**Given passage:**
————
Kraus

class Kraus(data, input_dims=None, output_dims=None)

Bases: qiskit.quantum_info.operators.channel.quantum_channel.QuantumChannel

Kraus representation of a quantum channel.

For a quantum channel \(\mathcal{E}\), the Kraus representation is given by a set of matrices \([A_0,...,A_{K-1}]\) such that the evolution of a DensityMatrix \(\rho\) is given by

\[\mathcal{E}(\rho) = \sum_{i=0}^{K-1} A_i \rho A_i^\dagger\]

A general operator map \(\mathcal{G}\) can also be written using the generalized Kraus representation which is given by two sets of matrices \([A_0,...,A_{K-1}]\), \([B_0,...,A_{B-1}]\) such that

\[\mathcal{G}(\rho) = \sum_{i=0}^{K-1} A_i \rho B_i^\dagger\]

See reference [1] for further details.

References

1. C.J. Wood, J.D. Biamonte, D.G. Cory, Tensor networks and graphical calculus for open quantum systems, Quant. Inf. Comp. 15, 0579-0811 (2015). arXiv:1111.6950 [quant-ph]

Initialize a quantum channel Kraus operator.

Parameters

• (QuantumCircuit or (data) – Instruction or BaseOperator or matrix): data to initialize superoperator.

• input_dims (tuple) – the input subsystem dimensions. [Default: None]

• output_dims (tuple) – the output subsystem dimensions. [Default: None]

Raises

QiskitError – if input data cannot be initialized as a a list of Kraus matrices.

Additional Information:

If the input or output dimensions are None, they will be automatically determined from the input data. If the input data is a list of Numpy arrays of shape (2**N, 2**N) qubit systems will be used. If the input does not correspond to an N-qubit channel, it will assign a single subsystem with dimension specified by the shape of the input.

Methods

adjoint	Return the adjoint quantum channel.
compose	Return the operator composition with another Kraus.
conjugate	Return the conjugate quantum channel.
copy	Make a deep copy of current operator.
dot	Return the right multiplied operator self * other.
expand	Return the reverse-order tensor product with another Kraus.
input_dims	Return tuple of input dimension for specified subsystems.
is_cp	Test if Choi-matrix is completely-positive (CP)
is_cptp	Return True if completely-positive trace-preserving.
is_tp	Test if a channel is trace-preserving (TP)
is_unitary	Return True if QuantumChannel is a unitary channel.
output_dims	Return tuple of output dimension for specified subsystems.
power	Return the power of the quantum channel.
reshape	Return a shallow copy with reshaped input and output subsystem dimensions.
tensor	Return the tensor product with another Kraus.
to_instruction	Convert to a Kraus or UnitaryGate circuit instruction.
to_operator	Try to convert channel to a unitary representation Operator.
transpose	Return the transpose quantum channel.

Attributes

atol = 1e-08

data

Return list of Kraus matrices for channel.

dim

Return tuple (input_shape, output_shape).

num_qubits

Return the number of qubits if a N-qubit operator or None otherwise.

qargs

Return the qargs for the operator.

rtol = 1e-05

settings

Return operator settings.
————
**Records for this task:**
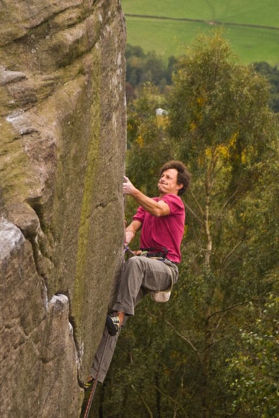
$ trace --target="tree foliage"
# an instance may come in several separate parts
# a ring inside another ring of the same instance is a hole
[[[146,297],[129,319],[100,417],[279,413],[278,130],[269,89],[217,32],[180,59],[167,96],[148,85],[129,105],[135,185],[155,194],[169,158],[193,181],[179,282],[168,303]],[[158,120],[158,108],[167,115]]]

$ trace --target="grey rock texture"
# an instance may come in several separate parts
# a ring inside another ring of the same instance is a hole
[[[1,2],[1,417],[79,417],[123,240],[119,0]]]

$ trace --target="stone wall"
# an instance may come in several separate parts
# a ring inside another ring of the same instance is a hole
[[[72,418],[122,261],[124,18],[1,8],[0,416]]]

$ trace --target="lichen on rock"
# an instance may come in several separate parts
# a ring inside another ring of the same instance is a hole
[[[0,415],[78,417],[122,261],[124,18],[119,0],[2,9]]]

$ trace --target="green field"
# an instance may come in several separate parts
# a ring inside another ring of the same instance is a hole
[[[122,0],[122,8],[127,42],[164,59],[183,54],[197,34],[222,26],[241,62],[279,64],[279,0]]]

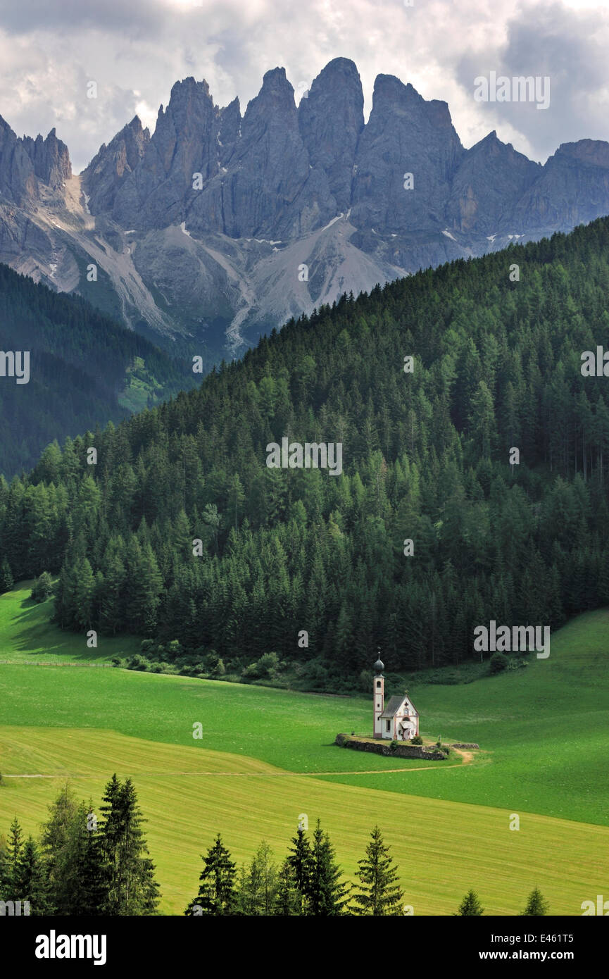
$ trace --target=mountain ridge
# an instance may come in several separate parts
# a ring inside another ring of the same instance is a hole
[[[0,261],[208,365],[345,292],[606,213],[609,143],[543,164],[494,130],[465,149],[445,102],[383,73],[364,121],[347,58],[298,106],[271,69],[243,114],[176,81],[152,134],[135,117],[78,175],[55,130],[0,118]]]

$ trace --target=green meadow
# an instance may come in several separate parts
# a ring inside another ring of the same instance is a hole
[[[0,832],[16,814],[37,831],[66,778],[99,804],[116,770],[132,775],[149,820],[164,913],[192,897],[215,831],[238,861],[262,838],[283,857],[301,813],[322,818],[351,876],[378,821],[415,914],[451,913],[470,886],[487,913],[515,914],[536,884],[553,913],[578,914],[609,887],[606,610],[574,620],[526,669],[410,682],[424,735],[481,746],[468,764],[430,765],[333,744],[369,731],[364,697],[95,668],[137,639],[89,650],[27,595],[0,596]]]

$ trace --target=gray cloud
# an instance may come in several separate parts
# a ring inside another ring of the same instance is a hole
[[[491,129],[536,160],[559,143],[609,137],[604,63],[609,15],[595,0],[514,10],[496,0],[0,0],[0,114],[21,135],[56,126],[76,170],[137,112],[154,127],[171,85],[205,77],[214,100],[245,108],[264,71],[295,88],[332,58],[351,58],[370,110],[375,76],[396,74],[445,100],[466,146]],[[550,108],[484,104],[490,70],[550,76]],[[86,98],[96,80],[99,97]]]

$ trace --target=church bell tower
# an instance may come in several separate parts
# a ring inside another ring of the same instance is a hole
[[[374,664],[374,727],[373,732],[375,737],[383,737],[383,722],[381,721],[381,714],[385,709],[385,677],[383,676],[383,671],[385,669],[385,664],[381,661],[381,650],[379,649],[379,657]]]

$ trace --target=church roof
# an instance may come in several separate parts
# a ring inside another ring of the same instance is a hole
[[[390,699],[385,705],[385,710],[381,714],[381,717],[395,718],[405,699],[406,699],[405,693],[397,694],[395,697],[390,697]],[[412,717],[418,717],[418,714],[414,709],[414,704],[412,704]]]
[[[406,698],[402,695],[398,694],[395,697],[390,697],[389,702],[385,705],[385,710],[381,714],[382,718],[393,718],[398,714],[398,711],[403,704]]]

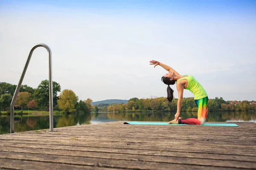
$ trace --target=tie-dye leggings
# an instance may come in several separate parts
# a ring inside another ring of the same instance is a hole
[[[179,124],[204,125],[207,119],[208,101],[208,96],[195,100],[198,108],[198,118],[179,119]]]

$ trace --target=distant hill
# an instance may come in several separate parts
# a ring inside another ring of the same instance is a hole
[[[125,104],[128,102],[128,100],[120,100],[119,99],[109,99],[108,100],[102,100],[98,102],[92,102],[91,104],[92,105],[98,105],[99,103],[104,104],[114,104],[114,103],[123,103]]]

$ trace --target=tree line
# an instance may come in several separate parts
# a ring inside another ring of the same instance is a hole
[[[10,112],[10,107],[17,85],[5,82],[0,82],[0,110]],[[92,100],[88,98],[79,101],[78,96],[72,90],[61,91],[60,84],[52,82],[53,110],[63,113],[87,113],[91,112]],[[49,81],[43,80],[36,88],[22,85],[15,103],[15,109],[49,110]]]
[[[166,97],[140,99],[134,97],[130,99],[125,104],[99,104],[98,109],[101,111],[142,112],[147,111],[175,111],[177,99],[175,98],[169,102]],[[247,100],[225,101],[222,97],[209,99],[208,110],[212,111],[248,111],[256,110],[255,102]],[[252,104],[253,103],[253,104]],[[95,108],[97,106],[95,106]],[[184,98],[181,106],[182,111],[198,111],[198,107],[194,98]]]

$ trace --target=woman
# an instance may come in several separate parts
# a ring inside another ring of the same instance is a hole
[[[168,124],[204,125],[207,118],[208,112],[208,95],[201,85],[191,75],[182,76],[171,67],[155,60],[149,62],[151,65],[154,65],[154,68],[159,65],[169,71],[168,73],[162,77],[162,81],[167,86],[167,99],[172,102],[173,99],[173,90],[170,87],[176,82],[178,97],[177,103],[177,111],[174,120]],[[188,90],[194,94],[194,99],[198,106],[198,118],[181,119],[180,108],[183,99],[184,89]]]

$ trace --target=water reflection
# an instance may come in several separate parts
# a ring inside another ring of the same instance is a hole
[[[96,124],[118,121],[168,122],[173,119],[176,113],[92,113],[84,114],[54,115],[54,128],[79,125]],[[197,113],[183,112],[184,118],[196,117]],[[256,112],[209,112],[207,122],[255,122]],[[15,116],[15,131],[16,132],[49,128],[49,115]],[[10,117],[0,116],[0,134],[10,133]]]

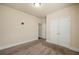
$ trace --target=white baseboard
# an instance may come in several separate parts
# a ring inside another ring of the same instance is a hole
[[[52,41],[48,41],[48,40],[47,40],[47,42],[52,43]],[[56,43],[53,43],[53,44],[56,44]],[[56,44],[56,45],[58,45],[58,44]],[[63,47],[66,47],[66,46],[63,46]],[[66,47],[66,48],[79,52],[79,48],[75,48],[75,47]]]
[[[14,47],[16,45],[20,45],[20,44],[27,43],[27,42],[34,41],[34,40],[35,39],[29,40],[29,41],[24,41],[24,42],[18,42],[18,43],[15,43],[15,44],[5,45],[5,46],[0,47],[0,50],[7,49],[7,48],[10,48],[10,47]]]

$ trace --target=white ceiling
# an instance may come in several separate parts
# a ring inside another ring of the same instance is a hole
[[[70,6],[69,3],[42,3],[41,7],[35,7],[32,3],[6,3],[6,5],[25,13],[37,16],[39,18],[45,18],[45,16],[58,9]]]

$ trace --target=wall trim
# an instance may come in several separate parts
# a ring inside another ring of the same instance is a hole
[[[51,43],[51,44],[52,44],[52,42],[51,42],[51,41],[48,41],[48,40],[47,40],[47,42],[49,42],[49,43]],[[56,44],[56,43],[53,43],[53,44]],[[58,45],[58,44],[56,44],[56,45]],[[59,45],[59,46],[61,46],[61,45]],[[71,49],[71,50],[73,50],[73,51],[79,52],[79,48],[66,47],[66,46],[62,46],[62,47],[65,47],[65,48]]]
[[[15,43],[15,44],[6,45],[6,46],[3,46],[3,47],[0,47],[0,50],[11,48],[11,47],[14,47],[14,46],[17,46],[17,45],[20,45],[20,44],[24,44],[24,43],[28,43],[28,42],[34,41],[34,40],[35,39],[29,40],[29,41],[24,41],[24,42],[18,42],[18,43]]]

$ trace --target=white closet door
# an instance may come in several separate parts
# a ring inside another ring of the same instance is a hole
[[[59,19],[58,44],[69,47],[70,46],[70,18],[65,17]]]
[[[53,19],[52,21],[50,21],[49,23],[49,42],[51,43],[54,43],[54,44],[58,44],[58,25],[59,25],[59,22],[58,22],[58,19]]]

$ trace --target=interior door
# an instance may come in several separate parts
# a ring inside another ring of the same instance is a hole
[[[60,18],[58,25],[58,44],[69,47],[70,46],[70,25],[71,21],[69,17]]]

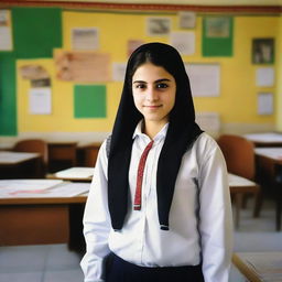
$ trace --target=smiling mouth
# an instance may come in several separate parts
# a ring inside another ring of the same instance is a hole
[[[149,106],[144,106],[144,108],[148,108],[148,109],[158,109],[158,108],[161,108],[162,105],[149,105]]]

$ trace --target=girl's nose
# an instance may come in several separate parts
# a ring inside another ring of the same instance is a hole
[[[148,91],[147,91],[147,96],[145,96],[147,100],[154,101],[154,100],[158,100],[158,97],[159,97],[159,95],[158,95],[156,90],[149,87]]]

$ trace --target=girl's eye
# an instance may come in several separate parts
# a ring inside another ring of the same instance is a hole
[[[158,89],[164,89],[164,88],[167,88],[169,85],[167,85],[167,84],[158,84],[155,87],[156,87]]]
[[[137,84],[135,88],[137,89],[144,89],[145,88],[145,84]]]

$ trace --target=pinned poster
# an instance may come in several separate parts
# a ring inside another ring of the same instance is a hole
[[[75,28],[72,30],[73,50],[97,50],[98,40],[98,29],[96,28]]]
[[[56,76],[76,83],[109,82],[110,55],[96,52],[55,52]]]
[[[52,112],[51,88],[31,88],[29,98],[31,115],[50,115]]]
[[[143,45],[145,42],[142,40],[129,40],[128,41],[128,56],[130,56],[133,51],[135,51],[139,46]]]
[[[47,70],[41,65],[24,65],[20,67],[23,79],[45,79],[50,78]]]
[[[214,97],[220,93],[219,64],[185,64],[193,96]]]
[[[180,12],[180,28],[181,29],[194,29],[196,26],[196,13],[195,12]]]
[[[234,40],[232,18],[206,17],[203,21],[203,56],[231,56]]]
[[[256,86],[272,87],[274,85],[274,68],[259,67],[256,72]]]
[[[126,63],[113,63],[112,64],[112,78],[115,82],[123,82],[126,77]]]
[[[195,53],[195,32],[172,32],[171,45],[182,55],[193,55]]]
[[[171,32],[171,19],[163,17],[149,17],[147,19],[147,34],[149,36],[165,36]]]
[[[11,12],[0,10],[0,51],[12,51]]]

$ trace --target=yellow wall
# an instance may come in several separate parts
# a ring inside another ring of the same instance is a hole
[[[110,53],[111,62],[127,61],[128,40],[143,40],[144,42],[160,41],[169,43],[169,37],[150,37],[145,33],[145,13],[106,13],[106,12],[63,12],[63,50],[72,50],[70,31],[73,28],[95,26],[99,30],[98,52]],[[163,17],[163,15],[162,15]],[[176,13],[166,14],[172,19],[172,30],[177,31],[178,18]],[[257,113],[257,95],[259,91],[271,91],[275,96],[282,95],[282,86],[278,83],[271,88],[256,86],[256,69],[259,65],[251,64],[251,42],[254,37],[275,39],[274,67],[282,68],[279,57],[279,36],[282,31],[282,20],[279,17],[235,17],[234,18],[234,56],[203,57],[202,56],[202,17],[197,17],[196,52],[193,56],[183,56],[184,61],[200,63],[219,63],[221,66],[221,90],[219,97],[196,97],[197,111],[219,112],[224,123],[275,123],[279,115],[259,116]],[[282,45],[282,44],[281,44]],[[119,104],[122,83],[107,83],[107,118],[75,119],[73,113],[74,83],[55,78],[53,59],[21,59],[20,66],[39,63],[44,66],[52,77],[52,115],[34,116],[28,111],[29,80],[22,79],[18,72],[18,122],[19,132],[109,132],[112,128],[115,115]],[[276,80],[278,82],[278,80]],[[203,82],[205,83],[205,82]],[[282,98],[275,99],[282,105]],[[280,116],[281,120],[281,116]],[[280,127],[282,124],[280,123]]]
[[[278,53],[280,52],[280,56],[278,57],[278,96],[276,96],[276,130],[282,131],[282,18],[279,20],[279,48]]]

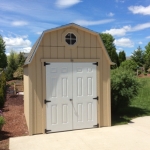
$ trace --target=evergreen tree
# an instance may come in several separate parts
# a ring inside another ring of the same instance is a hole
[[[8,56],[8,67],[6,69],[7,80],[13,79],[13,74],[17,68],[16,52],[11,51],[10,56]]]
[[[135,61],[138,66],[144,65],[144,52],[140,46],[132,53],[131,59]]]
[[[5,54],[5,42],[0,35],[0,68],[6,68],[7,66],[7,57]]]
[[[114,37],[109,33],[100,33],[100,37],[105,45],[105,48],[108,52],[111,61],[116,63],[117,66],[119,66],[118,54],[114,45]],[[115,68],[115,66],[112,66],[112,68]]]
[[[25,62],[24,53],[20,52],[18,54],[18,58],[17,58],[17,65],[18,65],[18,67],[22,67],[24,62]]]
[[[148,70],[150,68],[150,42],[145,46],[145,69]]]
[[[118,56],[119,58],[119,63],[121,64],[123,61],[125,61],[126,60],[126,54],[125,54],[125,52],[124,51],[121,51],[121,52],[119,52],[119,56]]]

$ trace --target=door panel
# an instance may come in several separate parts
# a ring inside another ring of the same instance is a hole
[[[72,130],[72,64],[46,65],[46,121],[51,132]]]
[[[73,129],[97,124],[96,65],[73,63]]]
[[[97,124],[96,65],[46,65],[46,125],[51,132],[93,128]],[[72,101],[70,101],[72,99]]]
————
**Request 1:**
What value does the Kraus channel documentation give for rtol?
**Request 2:**
Please list every line of the records that contains the string "church", treating uppercase and lowercase as different.

**Written reply 1:**
1e-05

**Written reply 2:**
$ trace --target=church bell tower
$ trace --target=church roof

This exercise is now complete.